| GIVEN TASK |
Extract the final stretch of the data: the line that contains "In the photo above, where can the white painted" and every line after it, unaltered, and no other lines.

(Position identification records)

>> BEGIN

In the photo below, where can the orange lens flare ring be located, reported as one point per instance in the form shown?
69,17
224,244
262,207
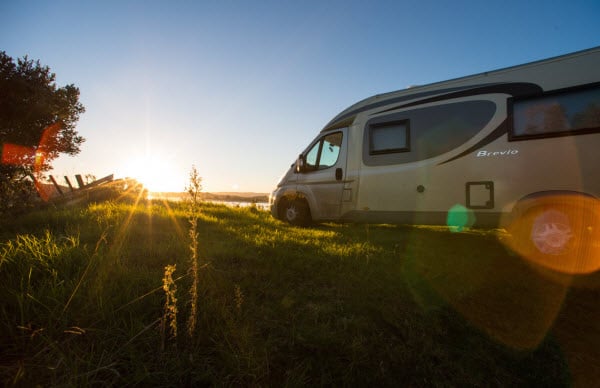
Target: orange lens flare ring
21,155
561,233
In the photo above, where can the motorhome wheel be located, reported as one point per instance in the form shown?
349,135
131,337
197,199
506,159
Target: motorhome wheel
551,232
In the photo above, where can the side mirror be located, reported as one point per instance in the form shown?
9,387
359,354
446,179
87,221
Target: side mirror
300,164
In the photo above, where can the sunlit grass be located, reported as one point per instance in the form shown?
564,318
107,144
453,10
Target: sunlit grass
83,300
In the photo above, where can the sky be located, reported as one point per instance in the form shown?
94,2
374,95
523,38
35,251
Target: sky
239,88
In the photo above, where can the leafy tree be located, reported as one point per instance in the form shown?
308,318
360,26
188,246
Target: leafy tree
37,124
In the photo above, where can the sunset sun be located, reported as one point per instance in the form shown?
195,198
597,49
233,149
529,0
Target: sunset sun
154,171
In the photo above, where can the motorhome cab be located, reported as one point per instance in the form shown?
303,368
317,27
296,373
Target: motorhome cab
517,147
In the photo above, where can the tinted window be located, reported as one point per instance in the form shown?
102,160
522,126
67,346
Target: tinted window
424,133
324,153
389,138
557,114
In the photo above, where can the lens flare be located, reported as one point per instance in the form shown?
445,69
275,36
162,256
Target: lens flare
459,218
560,232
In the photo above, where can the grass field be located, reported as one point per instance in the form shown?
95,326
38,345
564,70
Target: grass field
83,304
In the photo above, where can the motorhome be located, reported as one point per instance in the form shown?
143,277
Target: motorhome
482,150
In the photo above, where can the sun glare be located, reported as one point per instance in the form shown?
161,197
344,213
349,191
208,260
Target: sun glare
154,172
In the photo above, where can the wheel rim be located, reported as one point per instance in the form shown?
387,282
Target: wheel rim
291,213
551,232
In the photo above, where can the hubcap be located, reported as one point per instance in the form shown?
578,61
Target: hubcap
551,232
291,213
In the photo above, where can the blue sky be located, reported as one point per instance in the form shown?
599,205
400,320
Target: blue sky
239,88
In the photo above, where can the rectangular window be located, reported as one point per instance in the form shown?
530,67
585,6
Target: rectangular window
389,138
557,114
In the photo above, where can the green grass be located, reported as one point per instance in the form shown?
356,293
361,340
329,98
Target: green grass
341,305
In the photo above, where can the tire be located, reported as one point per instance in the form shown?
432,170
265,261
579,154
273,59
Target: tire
295,212
559,236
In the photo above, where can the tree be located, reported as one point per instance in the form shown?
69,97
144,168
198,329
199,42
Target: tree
37,124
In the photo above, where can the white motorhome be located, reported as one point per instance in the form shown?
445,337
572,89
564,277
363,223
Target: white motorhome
481,150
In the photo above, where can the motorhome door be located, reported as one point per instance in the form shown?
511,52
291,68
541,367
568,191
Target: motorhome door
323,174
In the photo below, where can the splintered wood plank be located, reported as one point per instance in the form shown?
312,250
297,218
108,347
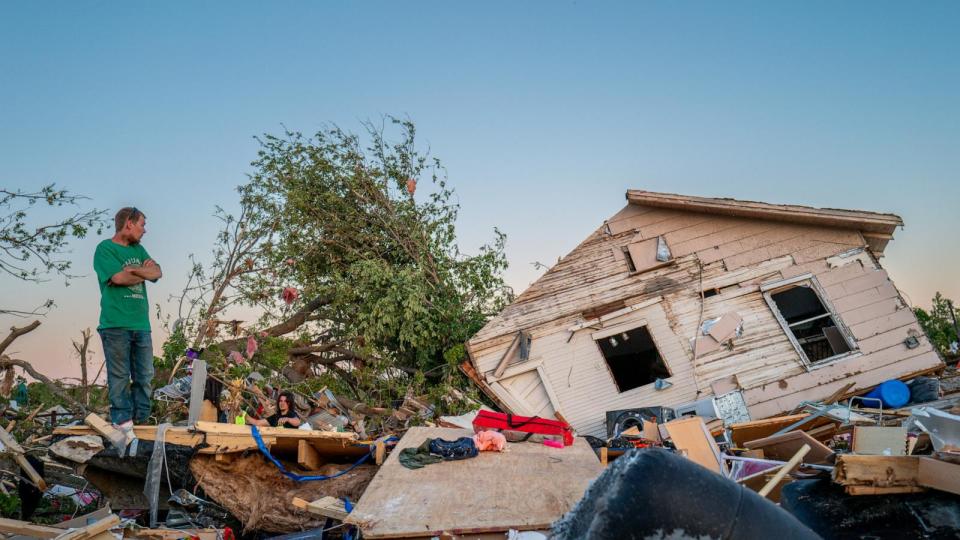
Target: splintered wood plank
743,432
783,447
877,474
880,440
330,507
104,428
8,442
92,530
690,436
533,486
307,457
178,435
13,526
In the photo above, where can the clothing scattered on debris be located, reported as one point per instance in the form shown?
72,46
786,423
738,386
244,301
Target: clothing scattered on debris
739,370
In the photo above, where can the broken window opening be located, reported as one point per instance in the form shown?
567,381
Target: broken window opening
633,358
813,326
631,267
648,254
707,293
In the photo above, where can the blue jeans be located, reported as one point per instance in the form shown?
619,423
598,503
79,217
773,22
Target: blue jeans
129,355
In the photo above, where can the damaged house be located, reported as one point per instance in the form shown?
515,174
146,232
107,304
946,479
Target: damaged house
684,302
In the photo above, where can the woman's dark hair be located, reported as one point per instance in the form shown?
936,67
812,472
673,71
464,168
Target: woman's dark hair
290,402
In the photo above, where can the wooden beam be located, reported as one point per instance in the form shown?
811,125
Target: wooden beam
307,456
93,529
380,452
15,526
848,219
330,507
877,474
790,465
104,428
505,359
19,455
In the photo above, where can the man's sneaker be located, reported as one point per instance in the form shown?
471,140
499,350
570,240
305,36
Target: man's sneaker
126,428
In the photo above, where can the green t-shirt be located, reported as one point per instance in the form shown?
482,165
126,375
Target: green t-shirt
121,306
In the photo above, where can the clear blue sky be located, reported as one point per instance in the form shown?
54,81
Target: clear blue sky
544,113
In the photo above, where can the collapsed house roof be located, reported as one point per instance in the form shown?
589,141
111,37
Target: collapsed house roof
877,228
675,301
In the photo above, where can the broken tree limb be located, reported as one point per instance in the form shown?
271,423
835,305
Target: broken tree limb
19,455
17,332
6,362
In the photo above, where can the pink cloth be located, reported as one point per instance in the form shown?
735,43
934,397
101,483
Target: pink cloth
490,441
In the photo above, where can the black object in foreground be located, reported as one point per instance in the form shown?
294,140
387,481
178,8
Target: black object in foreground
653,493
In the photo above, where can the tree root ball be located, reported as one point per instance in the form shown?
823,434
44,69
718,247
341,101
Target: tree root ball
255,492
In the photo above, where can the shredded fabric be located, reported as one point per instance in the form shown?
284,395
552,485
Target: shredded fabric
299,477
490,441
419,457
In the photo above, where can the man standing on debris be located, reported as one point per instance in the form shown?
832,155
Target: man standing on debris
123,265
284,417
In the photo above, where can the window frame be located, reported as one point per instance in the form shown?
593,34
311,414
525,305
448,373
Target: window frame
771,288
616,331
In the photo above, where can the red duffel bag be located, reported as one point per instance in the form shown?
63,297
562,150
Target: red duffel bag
527,424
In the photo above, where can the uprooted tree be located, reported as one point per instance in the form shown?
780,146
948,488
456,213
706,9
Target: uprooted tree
33,245
353,263
940,324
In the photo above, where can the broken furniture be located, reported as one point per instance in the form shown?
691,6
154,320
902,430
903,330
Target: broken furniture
653,493
527,487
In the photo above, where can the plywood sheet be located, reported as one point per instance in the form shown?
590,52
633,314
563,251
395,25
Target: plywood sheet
880,440
525,488
783,447
690,436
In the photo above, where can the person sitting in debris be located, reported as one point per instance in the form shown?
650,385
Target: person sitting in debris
284,417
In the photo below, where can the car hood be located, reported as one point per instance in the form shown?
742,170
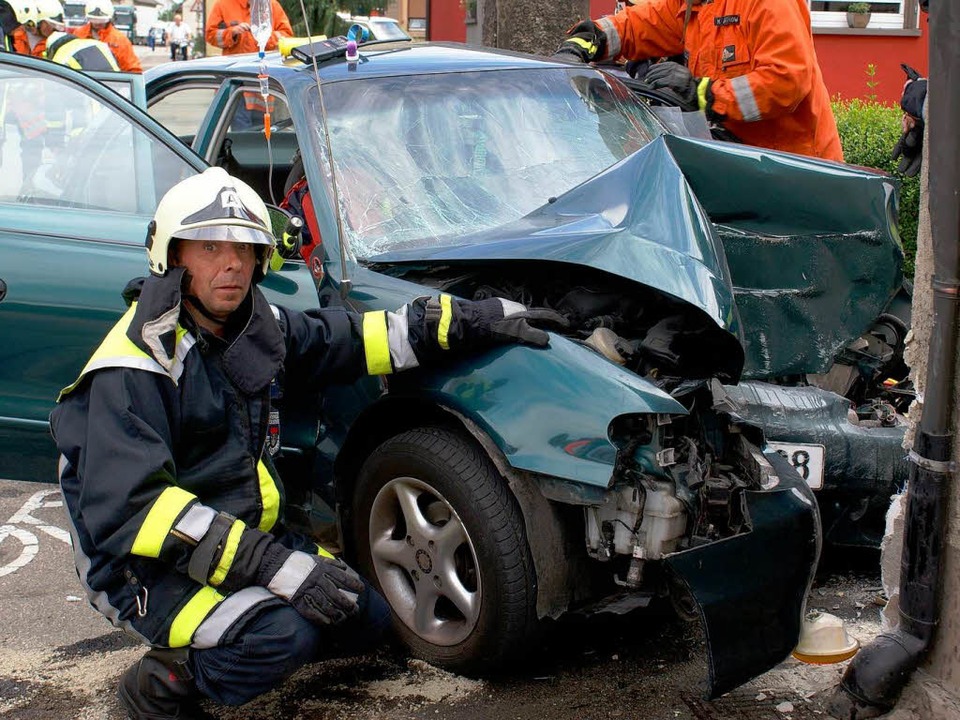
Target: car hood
638,220
803,254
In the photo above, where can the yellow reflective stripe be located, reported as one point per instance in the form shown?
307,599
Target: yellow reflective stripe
446,315
160,520
269,497
229,551
376,343
702,93
590,47
187,621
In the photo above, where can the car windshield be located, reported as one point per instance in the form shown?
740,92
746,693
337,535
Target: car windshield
427,160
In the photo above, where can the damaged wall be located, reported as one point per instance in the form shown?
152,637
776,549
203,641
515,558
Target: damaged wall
937,686
530,26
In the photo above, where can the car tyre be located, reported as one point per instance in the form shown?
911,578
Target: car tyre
441,535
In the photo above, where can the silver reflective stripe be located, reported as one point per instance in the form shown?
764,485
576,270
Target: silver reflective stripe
511,308
196,522
153,330
148,364
745,99
291,575
183,347
398,338
613,38
99,600
226,614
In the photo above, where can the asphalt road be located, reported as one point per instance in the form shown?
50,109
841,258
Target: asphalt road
60,659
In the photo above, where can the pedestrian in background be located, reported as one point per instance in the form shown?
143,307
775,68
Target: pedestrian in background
750,65
175,505
180,34
100,27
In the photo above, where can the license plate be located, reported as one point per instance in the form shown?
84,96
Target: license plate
806,458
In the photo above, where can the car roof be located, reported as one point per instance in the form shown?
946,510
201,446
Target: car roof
381,59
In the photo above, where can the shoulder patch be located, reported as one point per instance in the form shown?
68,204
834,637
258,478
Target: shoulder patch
726,20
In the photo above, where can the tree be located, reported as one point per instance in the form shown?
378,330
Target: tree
321,14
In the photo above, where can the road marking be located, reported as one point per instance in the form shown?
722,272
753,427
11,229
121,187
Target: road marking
36,502
30,547
24,516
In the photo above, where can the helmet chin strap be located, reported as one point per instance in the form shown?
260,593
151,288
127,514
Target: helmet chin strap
197,305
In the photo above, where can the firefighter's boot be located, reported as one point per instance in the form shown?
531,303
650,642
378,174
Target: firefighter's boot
160,686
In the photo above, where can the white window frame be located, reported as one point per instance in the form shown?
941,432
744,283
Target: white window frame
878,21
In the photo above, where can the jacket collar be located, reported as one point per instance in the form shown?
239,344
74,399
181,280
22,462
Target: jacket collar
254,351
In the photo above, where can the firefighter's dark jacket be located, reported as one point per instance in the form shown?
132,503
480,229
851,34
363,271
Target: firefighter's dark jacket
171,495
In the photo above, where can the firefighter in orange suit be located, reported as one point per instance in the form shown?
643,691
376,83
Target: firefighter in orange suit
100,27
751,65
228,27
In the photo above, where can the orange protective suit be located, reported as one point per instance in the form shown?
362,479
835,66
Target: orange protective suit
759,54
21,45
227,14
120,45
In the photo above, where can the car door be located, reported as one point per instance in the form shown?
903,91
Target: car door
82,172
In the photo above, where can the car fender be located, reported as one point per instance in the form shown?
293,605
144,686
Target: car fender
547,410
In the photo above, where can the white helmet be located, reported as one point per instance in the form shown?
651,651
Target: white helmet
26,12
99,11
210,206
49,10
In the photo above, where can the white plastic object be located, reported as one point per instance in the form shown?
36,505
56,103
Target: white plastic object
261,22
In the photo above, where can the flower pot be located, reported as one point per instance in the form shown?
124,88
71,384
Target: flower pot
858,19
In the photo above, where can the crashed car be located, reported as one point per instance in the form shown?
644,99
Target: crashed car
628,461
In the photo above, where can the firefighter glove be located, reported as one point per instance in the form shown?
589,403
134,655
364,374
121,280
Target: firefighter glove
677,78
585,42
496,321
909,148
322,590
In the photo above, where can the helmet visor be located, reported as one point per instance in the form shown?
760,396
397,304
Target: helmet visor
227,233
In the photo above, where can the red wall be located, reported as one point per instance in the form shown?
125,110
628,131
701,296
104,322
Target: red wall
447,21
844,58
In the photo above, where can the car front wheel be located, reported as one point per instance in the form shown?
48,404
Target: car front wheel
442,537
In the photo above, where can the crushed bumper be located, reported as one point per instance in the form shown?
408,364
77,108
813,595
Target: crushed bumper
751,589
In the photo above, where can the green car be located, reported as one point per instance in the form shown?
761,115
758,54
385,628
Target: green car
712,290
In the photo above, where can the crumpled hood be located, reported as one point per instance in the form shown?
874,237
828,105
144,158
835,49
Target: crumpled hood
638,220
794,257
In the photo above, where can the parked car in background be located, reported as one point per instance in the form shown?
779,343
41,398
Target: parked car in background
380,28
705,285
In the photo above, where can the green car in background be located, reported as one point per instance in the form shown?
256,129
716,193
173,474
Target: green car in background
726,305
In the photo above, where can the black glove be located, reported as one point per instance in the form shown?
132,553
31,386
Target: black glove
478,324
322,590
909,147
584,43
677,78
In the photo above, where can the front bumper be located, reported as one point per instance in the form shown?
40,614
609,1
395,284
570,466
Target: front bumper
751,589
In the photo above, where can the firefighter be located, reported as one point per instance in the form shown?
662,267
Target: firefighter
80,53
228,27
100,27
751,65
175,506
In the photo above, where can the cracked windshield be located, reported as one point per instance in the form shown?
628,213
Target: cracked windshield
426,161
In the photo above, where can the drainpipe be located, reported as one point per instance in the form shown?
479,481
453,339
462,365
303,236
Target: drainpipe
874,679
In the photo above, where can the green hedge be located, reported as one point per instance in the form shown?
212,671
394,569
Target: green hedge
868,132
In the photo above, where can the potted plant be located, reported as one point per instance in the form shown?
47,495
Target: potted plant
858,14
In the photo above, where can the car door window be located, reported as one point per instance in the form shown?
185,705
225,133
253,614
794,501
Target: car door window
183,110
240,145
63,147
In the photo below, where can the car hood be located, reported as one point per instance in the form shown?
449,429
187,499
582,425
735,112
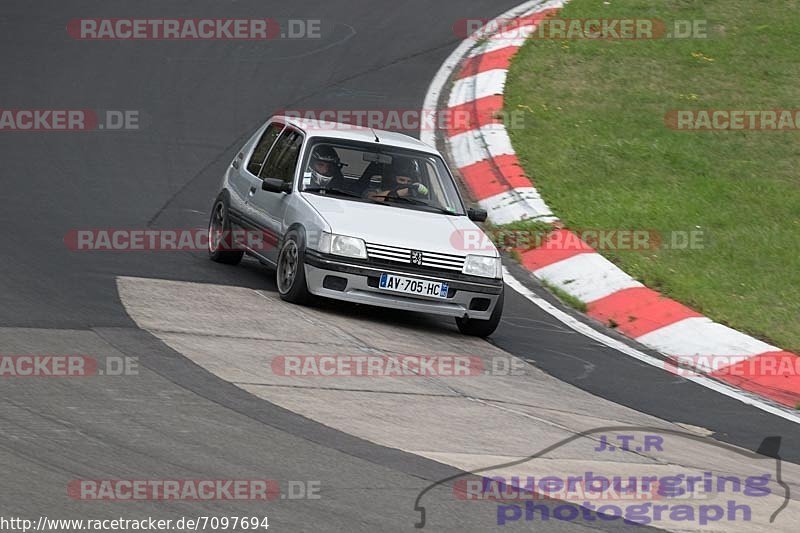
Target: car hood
406,228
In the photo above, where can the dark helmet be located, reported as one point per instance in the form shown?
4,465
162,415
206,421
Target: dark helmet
325,154
404,166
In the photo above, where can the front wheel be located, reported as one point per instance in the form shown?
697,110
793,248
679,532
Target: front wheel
482,328
291,274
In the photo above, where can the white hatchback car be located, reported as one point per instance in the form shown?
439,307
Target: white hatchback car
361,215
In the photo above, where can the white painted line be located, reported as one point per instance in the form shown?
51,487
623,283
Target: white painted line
522,203
480,85
702,336
515,37
428,136
479,145
621,347
588,276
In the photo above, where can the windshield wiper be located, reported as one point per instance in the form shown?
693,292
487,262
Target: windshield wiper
415,201
332,191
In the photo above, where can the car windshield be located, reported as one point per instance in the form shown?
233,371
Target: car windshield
391,176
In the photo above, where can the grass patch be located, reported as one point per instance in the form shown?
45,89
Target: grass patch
565,297
595,143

>> END

| EXERCISE OUTPUT |
In the photo above, where can the white painted line be located, reported as one point per instance in the form shown?
51,487
623,283
Target: white painted line
522,203
480,85
702,336
515,37
428,136
479,145
621,347
588,276
In the photo above, where can the windshield wiper be located, reported as one point per instance in the form shown?
693,292
487,262
Target: windshield wiper
415,201
332,191
In the photo above, where can the car windshield be located, reported as one point per instance in the form shown?
233,371
Target: car windshield
391,176
In the photo above, where can the grass patch be located, reported as one point per instance in the form shown?
45,89
Target: grass patch
565,297
595,143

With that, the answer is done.